++++ Record excerpts ++++

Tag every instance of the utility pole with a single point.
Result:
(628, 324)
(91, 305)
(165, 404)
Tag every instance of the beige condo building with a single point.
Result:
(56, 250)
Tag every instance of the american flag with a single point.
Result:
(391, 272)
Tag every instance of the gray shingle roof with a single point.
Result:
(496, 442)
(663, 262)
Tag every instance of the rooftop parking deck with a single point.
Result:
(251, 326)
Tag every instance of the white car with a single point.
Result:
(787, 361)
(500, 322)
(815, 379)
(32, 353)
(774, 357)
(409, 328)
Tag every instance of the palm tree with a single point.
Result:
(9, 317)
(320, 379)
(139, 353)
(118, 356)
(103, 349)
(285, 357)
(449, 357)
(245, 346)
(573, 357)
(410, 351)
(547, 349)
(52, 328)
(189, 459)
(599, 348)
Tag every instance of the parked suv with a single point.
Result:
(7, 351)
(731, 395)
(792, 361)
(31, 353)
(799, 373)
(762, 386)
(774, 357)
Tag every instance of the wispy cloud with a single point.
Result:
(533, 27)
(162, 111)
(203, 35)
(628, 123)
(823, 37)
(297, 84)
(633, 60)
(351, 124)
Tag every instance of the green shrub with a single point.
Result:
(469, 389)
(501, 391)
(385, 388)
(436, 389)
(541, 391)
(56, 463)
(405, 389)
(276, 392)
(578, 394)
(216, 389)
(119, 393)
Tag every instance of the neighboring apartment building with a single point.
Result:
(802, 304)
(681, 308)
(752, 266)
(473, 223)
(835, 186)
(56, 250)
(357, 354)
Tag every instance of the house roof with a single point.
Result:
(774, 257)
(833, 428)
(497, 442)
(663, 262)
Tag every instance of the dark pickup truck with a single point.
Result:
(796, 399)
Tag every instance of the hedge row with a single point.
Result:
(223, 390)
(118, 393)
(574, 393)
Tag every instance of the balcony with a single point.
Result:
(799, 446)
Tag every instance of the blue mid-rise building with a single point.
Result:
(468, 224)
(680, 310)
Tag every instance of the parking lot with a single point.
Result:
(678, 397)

++++

## Work to complete
Find all the lines with "parking" in the data and copy them.

## Result of this task
Tag every instance of the rooftop parking deck with a single point.
Tag every instance of the parking lot with a single point.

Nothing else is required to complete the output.